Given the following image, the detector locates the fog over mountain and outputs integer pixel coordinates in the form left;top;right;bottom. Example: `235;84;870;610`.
--
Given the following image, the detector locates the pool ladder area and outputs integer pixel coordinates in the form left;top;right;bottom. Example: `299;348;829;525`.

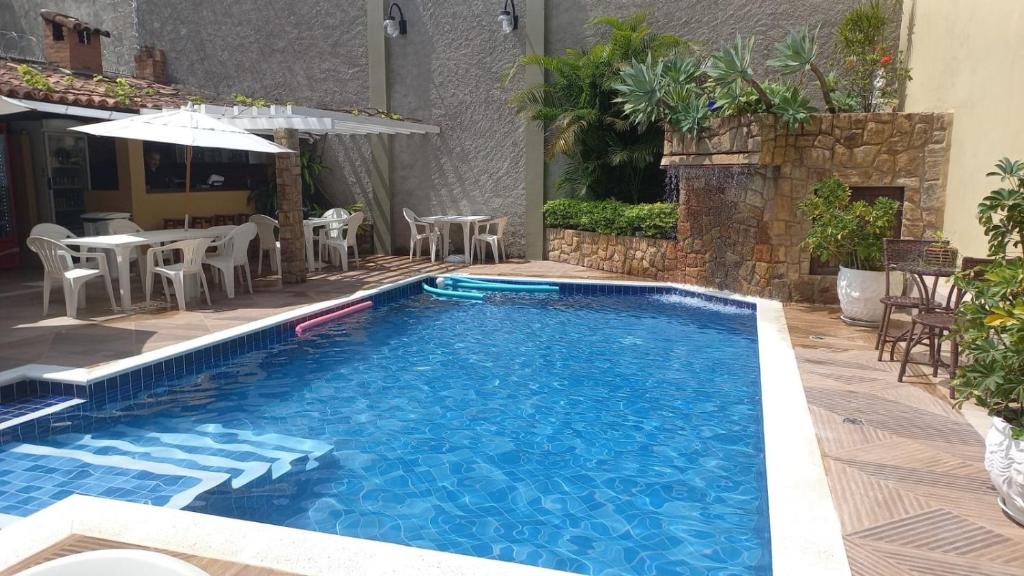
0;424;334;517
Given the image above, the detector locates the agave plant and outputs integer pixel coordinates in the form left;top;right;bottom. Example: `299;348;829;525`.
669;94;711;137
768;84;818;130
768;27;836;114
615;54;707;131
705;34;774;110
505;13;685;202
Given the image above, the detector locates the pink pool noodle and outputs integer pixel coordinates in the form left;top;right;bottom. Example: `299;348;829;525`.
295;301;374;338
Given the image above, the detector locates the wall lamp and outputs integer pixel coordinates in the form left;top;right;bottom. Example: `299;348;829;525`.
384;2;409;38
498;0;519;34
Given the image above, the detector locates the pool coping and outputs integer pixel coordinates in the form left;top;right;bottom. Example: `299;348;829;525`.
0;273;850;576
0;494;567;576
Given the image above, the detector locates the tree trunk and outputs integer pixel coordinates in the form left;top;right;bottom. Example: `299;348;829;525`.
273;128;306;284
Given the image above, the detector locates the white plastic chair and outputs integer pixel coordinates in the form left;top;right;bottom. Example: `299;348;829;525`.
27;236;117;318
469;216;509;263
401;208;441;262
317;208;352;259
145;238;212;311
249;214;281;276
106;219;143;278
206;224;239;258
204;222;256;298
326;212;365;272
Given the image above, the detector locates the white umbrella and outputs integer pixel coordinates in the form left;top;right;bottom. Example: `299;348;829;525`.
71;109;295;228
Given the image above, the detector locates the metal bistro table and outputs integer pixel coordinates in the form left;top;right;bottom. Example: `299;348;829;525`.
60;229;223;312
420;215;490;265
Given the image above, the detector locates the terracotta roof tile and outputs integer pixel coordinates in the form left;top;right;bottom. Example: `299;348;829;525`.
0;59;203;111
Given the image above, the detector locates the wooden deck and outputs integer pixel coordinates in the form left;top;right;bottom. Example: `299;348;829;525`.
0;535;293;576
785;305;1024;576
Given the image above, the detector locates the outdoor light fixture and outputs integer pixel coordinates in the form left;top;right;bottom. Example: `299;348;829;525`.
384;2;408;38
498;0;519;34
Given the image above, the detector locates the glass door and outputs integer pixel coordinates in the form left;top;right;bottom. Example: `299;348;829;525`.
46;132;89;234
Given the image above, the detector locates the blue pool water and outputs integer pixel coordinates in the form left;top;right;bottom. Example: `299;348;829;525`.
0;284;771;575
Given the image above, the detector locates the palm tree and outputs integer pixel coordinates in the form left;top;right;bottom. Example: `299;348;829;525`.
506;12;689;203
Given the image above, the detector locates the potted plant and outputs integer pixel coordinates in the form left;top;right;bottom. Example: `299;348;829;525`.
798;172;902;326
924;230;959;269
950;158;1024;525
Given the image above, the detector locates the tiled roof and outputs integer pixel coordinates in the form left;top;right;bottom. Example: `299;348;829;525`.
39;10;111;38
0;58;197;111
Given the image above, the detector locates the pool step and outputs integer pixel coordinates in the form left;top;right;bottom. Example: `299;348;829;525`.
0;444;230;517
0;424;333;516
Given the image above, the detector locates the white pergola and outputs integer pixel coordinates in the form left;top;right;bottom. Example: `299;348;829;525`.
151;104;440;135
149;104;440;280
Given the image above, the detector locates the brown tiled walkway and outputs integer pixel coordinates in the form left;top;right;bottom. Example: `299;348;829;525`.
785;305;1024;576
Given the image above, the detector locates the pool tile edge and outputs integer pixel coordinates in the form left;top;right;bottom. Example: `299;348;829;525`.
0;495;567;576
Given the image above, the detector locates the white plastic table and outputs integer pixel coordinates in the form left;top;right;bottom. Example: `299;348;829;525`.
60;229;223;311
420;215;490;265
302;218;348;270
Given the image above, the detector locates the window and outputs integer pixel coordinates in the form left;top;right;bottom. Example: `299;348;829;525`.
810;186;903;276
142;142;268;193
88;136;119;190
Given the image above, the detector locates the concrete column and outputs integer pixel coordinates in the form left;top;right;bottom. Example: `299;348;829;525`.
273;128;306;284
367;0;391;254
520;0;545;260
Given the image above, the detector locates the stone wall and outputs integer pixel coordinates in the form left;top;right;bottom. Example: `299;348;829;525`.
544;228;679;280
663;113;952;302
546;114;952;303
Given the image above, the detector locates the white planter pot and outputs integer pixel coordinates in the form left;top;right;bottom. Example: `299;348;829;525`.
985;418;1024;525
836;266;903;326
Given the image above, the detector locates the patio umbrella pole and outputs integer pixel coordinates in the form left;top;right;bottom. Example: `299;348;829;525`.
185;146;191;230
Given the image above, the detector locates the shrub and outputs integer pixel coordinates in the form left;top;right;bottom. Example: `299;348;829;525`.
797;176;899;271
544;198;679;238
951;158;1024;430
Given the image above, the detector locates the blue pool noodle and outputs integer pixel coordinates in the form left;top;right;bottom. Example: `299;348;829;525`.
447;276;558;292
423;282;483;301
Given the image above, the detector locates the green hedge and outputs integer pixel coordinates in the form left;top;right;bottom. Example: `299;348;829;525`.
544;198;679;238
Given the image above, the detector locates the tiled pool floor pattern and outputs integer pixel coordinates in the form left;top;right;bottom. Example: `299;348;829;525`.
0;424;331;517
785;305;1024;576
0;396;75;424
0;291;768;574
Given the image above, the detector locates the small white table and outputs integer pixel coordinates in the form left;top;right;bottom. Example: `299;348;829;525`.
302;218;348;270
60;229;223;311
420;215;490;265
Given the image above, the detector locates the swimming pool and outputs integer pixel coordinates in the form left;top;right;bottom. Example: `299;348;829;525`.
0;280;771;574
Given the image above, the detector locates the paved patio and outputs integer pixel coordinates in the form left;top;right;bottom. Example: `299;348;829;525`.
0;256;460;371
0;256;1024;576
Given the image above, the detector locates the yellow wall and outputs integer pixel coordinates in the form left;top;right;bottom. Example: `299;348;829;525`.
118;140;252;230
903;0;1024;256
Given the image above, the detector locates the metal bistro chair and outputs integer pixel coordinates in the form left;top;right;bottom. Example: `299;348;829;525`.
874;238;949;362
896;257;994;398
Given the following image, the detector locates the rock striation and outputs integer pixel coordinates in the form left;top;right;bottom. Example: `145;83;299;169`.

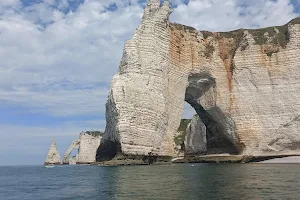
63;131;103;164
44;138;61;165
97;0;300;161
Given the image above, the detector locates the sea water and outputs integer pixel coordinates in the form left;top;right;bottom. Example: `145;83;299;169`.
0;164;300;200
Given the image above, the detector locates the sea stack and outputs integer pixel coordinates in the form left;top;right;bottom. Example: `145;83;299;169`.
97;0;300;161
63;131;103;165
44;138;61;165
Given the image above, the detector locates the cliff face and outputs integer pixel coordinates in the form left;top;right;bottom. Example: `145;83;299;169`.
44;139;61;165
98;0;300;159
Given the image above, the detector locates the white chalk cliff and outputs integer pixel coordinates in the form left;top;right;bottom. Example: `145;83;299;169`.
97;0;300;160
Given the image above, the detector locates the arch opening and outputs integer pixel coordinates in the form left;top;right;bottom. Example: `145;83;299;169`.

> **Task requirements**
Edit the items from the line with "Given the image above, the detector locates the sea water" to the line with "Given the image above, the detector locates the arch", replacing "sea stack" with "rock pillar" and leaving everything else unchanged.

> **In response**
Given the image above, the detector locates the sea water and outputs integer pixel coordinates in the form left;top;right;bottom. Example: `145;83;299;169`.
0;164;300;200
Given the image above, the detector locates the rock pillar and outputs integer pixel coordinates in the form left;top;right;bottom. Example: `145;83;299;169`.
97;0;300;161
63;131;103;165
44;138;61;165
Given the image above, the detector locates the cliff face and outputs integer pixel coordinates in the form left;top;right;bottom. Example: `145;83;299;169`.
44;139;61;165
98;0;300;159
Given the image above, the detector locates the white chalk cliff and outputs integer pixel coordinates in the form left;top;right;bottom. Example: `145;83;299;169`.
97;0;300;160
Given the image above, the detector locates the arch opening and outputs integer pixel coordinates in the form left;top;right;bottom. Example: `145;83;299;169`.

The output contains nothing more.